# The input

————

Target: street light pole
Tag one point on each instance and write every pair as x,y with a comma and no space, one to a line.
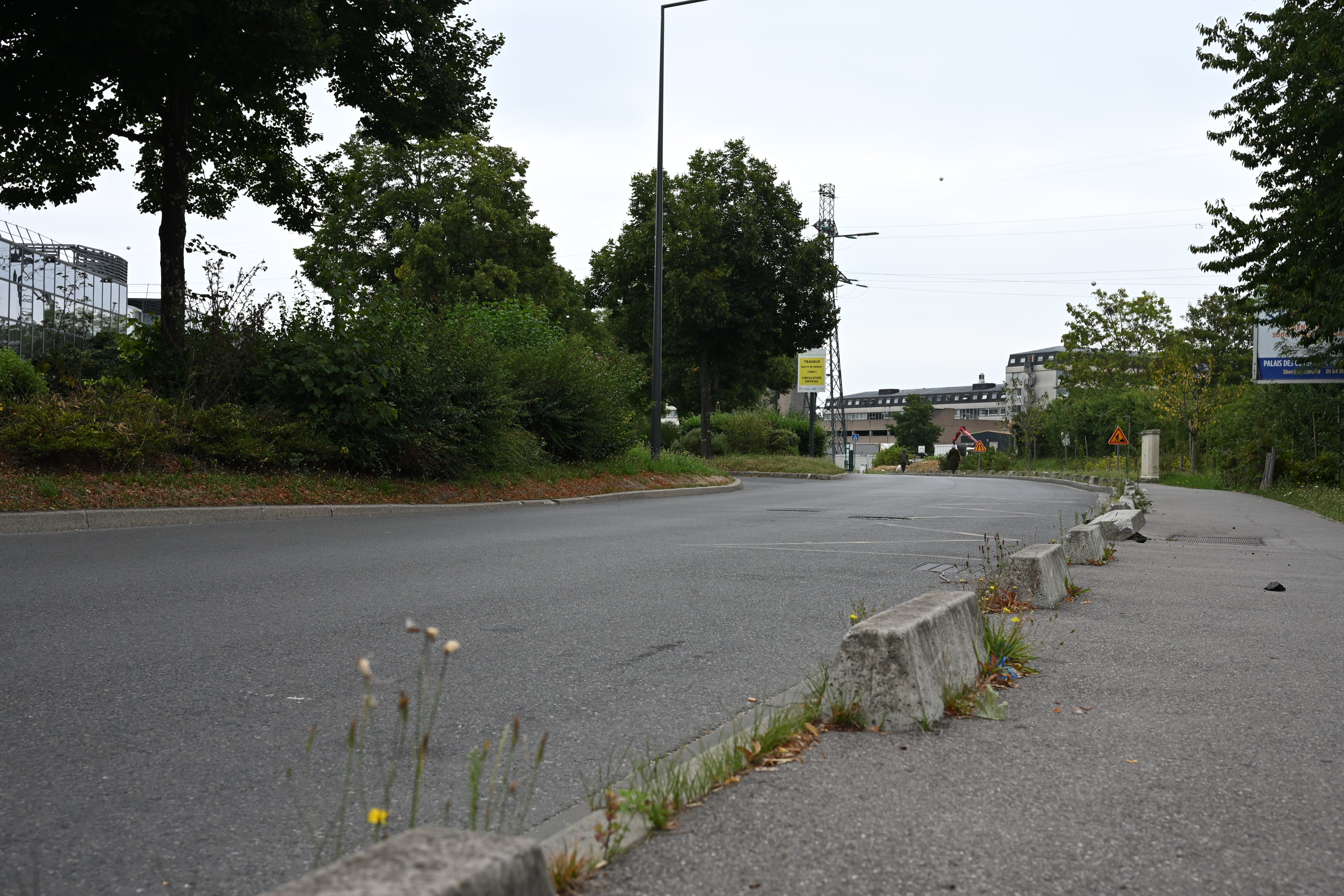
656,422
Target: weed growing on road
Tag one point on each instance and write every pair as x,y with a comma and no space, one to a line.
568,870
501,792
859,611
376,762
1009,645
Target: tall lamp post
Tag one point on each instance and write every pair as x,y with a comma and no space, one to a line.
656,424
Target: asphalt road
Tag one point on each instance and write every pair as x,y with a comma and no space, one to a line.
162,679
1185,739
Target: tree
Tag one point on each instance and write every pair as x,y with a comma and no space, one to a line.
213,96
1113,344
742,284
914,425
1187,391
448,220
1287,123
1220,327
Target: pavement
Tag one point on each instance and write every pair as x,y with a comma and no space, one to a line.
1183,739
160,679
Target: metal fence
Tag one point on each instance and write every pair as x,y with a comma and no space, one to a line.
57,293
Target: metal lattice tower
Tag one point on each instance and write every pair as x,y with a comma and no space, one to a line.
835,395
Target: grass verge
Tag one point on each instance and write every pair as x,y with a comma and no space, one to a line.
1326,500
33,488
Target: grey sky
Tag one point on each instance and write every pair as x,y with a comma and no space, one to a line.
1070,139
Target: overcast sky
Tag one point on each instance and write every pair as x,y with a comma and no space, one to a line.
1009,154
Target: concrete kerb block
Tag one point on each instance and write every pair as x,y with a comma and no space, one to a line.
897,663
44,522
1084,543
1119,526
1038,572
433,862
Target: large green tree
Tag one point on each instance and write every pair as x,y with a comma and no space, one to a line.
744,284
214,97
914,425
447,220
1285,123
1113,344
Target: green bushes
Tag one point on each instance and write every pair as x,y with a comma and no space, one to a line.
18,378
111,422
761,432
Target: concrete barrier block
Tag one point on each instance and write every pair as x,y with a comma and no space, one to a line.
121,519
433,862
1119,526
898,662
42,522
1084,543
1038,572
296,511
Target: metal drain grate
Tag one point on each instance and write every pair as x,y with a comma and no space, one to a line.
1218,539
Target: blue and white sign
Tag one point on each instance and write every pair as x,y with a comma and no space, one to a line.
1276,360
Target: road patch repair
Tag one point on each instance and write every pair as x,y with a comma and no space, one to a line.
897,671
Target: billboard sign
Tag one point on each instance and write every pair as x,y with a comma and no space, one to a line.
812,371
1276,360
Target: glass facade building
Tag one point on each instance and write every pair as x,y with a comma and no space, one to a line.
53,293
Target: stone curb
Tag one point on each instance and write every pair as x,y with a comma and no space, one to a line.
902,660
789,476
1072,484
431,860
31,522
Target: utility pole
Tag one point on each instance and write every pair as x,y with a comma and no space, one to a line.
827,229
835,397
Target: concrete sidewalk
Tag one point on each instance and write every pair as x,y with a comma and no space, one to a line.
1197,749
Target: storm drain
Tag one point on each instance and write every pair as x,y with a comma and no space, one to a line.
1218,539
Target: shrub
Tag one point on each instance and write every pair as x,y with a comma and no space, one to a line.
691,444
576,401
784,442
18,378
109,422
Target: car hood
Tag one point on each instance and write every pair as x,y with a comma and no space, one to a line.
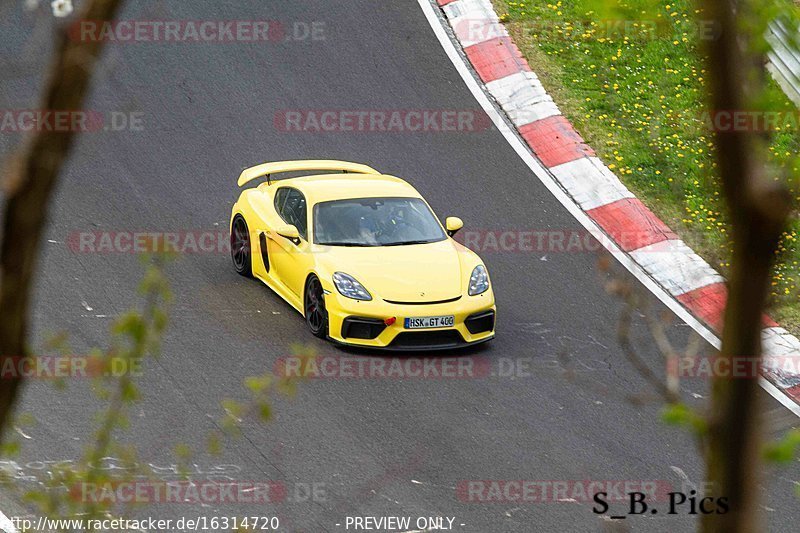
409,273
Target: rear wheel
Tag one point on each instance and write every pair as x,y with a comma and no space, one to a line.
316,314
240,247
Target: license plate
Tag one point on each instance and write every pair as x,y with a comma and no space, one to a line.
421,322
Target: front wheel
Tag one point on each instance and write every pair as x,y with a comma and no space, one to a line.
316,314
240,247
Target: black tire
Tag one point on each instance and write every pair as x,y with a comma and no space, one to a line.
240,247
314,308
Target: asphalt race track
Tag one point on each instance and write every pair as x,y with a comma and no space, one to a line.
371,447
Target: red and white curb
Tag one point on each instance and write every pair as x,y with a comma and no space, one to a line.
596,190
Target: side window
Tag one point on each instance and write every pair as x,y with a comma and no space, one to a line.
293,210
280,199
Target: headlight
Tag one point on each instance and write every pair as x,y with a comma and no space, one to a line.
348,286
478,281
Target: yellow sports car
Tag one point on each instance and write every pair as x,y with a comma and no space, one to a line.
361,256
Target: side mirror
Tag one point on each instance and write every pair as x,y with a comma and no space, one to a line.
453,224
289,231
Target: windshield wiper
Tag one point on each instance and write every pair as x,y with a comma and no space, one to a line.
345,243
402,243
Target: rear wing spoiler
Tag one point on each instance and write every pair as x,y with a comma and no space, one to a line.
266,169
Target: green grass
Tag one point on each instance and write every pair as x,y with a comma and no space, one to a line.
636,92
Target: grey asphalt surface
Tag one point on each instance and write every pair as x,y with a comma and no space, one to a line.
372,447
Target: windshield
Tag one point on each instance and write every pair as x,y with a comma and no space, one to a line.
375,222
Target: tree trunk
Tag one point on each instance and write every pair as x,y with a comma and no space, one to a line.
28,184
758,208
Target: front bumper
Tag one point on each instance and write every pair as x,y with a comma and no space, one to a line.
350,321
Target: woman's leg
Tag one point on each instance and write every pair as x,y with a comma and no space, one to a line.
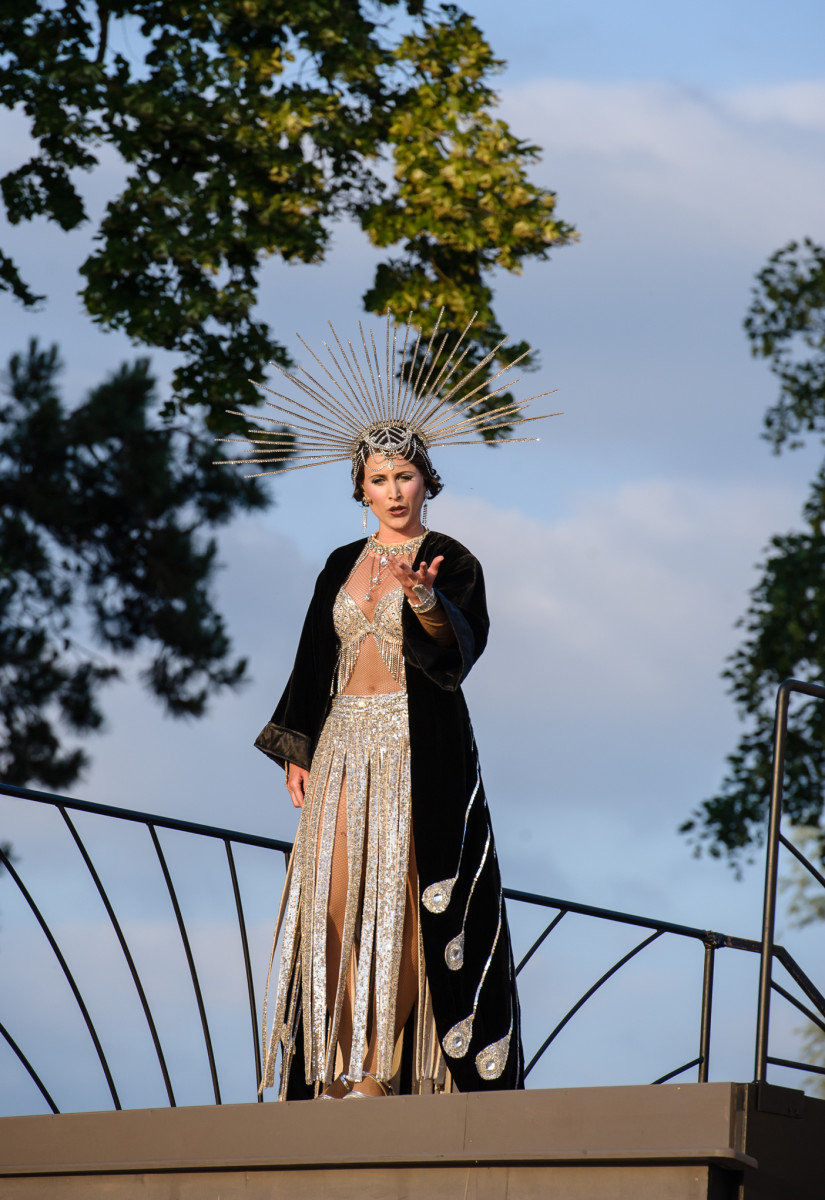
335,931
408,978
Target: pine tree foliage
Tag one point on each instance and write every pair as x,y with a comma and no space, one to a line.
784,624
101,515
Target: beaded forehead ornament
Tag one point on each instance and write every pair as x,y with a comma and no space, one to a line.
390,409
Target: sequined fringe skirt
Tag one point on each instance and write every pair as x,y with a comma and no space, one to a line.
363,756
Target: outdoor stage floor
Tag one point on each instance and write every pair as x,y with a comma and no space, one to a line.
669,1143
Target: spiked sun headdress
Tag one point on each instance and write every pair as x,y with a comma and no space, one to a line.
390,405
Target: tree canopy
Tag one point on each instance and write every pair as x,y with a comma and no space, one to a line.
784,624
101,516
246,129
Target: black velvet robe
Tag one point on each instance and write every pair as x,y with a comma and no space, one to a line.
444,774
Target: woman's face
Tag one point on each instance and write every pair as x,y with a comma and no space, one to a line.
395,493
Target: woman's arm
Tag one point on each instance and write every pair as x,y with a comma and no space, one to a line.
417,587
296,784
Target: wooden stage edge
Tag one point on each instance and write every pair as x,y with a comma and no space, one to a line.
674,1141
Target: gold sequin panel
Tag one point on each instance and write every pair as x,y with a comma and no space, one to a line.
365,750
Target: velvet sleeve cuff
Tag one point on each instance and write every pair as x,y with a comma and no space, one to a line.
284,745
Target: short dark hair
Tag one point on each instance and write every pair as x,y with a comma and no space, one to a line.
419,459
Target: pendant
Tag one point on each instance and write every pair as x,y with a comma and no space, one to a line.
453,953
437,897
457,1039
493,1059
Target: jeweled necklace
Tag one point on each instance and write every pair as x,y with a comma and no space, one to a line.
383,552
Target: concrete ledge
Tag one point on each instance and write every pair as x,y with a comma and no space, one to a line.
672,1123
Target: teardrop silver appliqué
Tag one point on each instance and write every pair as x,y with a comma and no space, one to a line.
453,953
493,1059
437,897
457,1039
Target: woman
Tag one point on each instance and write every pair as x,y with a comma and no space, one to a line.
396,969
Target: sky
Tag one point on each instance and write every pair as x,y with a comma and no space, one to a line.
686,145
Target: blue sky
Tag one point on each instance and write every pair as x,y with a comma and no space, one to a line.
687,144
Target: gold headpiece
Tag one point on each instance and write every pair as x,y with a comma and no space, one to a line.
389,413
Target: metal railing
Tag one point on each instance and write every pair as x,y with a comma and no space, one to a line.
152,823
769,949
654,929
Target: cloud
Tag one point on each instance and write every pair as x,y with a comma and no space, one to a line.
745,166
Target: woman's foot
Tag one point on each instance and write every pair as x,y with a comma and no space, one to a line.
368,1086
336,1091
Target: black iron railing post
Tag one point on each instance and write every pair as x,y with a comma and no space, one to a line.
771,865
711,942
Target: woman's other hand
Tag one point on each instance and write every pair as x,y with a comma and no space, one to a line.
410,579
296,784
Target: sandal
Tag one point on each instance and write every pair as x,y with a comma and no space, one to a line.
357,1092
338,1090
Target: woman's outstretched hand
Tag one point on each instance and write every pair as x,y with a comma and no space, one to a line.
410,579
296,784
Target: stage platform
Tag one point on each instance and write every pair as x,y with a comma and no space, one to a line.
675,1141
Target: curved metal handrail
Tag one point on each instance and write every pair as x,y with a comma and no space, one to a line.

————

# Problem requirements
Proceeding from the line containing "Target: concrete kerb block" through the line containing "Target: large green tree", transcribe the lines above exactly, both end lines included.

# Solution for this problem
Target: concrete kerb block
Tag one point on each instance and write every pair as x,y with a comma and no space, one to a line.
897,663
44,522
1084,543
1119,526
1038,572
433,862
Target: large green tree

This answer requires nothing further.